> _SOURCE TEXT_
There are two types of anomaly that ACIDRain attacks could trigger, dependent on the application involved:

  1. Level-based isolation anomalies, which are races due to isolation settings at the database-level i.e. the database may not support serializability, or may not have been configured to do so (this is the case for most deployed databases in the wild).
  2. Scoping isolation anomalies, which occur when an application programmer fails to correctly encapsulate logic using transactions. This enables concurrent requests to impact behavior that could not have arisen sequentially.

The researchers make clear that they “assume that an attacker can only access the web application via concurrent requests against publicly-accessible APIs (e.g., HTTP, REST). That is, to perform an ACIDRain attack, the attacker does not require access to the application server, database server, execution environment, or logs. Our proposed analysis techniques use full knowledge of the database schema and SQL logs, but, once identified, an attacker can exploit the vulnerabilities we consider here using only programmatic APIs.2 This threat model applies to most Internet sites today”.

How are Anomalies Detected?

In their paper, Warszawski and Bailis describe the initial detection of these anomalies as “challenging” because many potential anomalies are never triggered as a result of limited concurrency, which inevitably “makes simple observation ineffective”. Indeed, they are not alone in experiencing these challenges. One clever way of their getting round this was the development of a technique for detecting potential level-based and scope-based anomalies in web apps through the analysis of regular database activity as captured in logs.

Typical concurrency analysis begins with a concrete history and a reasoning about why the anomalies that occur within have done so; the novel approach from the Stanford duo instead begins with a concrete trace and generalizes from there to detect possible concurrent interleavings of the operations in the traces. As this leads to an infinite set of potential traces, Warszawski and Bailis then introduced the idea of an abstract history representing in finite space every single expansion of a given trace.

> _EXTRACTED INFORMATION_

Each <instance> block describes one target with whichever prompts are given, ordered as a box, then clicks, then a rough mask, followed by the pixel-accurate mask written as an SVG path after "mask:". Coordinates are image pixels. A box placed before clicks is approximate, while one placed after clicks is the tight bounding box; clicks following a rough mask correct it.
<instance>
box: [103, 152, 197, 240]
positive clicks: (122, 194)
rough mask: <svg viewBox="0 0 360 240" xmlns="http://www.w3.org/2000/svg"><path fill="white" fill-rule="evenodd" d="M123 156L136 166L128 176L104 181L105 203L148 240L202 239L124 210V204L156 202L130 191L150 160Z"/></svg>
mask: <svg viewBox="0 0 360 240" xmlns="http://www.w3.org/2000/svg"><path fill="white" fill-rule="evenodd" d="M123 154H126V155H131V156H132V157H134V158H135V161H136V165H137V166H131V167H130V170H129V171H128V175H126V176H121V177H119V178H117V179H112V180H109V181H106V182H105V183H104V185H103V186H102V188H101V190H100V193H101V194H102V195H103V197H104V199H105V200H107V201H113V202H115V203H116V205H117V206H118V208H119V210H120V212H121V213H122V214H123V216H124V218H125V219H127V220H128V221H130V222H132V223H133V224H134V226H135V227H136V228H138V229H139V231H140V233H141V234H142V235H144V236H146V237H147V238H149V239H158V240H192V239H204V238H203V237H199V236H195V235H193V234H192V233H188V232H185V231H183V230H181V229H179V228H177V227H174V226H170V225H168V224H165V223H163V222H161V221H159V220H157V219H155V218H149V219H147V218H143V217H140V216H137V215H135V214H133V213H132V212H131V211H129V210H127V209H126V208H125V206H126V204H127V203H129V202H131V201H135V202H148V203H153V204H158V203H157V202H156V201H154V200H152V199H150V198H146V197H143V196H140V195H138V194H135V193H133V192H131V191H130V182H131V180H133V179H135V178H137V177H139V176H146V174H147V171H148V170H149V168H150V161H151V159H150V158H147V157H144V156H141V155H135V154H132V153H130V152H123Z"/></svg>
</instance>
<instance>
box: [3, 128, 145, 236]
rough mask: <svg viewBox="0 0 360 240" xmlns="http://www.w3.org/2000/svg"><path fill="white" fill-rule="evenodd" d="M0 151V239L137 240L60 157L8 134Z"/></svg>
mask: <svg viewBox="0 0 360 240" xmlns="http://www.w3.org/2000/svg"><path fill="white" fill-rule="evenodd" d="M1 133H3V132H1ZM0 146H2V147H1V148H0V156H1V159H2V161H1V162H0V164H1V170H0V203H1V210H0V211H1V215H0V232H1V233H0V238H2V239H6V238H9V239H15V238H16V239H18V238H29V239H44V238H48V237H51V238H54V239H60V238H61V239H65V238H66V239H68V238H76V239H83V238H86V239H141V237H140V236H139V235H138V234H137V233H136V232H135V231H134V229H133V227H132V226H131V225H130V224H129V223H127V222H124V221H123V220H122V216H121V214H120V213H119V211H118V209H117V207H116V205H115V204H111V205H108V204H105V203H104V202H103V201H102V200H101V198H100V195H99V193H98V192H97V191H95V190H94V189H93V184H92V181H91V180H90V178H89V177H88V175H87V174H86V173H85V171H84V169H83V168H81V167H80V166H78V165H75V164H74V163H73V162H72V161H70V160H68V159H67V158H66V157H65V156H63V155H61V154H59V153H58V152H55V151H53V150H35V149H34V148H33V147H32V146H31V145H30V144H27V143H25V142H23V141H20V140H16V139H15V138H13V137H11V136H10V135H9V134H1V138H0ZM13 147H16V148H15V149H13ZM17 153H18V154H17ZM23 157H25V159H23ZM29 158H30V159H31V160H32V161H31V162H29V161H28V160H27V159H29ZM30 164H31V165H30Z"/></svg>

> _TASK LIST_
A. Could you reproduce word for word the stretch of the ACIDRain text from "The researchers make" through "are Anomalies Detected?"?
B. Do these statements agree with the ACIDRain text? Answer yes or no for each, quoting the deciding words. (i) Scoping isolation anomalies come from an application programmer failing to encapsulate logic correctly using transactions. (ii) An ACIDRain attacker needs access to the database server. (iii) The abstract history represents every expansion of a given trace in finite space.
C. Can you resume the ACIDRain text after its last sentence and keep writing?
The material isn't needed for any of this.

> _ANSWERS IN ORDER_
A.
The researchers make clear that they “assume that an attacker can only access the web application via concurrent requests against publicly-accessible APIs (e.g., HTTP, REST). That is, to perform an ACIDRain attack, the attacker does not require access to the application server, database server, execution environment, or logs. Our proposed analysis techniques use full knowledge of the database schema and SQL logs, but, once identified, an attacker can exploit the vulnerabilities we consider here using only programmatic APIs.2 This threat model applies to most Internet sites today”.

How are Anomalies Detected?

B.
(i) Yes: "Scoping isolation anomalies, which occur when an application programmer fails to correctly encapsulate logic using transactions."
(ii) No: "the attacker does not require access to the application server, database server, execution environment, or logs."
(iii) Yes: "an abstract history representing in finite space every single expansion of a given trace."

C.
They write, “We developed a new, cross-platform methodology for detecting potential level-based and scope-based anomalies in web applications by analyzing logs of typical database activity. We call this approach Abstract Anomaly Detection (2AD).”

Industry blogger Adrian Colyer describes this as “an incredibly useful analysis tool even if you’re not interested in crafting (or defending against) ACIDRain attacks”.

Warszawski and Bailis ultimately used several methods to detect the potential for ACIDRain attacks, including:

  • The extension of the theory of weak isolation to analyze latent potential for non-serializable behavior under concurrent web API calls;
  • Anomaly Detection (2AD), which they summarize as “the introduction of a language-agnostic method for determining potential isolation anomalies in web applications”, which “deploys dynamic traces of database accesses to efficiently reason about the space of possible concurrent interleavings”;
  • The application of a prototype 2AD analysis tool to 12 self-hosted eCommerce applications written in four languages.

The team used the 2AD prototype to focus on three critical sets of invariant that are shared by almost all popular eCommerce applications:

  • the inventory invariant – each eCommerce site keeps its own bookkeeping of store inventory and each product has a stock value that is removed upon order completion. A product’s stock must be non-negative, and an item’s final stock should reflect the number of orders placed for that item.
  • the voucher invariant used to limit overspending on gift cards, which 9 out of 12 applications enabled
  • the cart invariant, which says that the total amount charged for an order should always reflect the total value of goods in the order. The authors write, “While this invariant may seem obvious, we found that in several of the applications it was possible to add an item to the cart concurrent with checkout, resulting in the user paying for the original total of items in the cart, but placing a valid order including the new item as well. This allows users to obtain items for free. For example, a user might buy a pen and add a laptop to their cart during checkout, paying for the pen but placing an order for the pen and laptopThus, violations of this invariant essentially allow customers to steal items from the store”.

ACIDRain in the Wild: Why Should we Care?

After tracking the invariants across tables and columns of interest, the 2AD prototype delivered a median of 37 witnesses per application. Across the 12 applications, the researchers identified 22 critical types of ACIDRain attack: 9 inventory vulnerabilities, 8 voucher vulnerabilities and 5 cart vulnerabilities. Five were level-based anomalies while the remaining seventeen were scope-based. According to the researchers, “the prevalence of scope-based vulnerabilities even in the presence of transactions indicates that either programmers, ORMs, or both find it difficult to properly use transactions to encapsulate critical operations”. Some applications didn’t use transactions at all while others only used them “sparingly”.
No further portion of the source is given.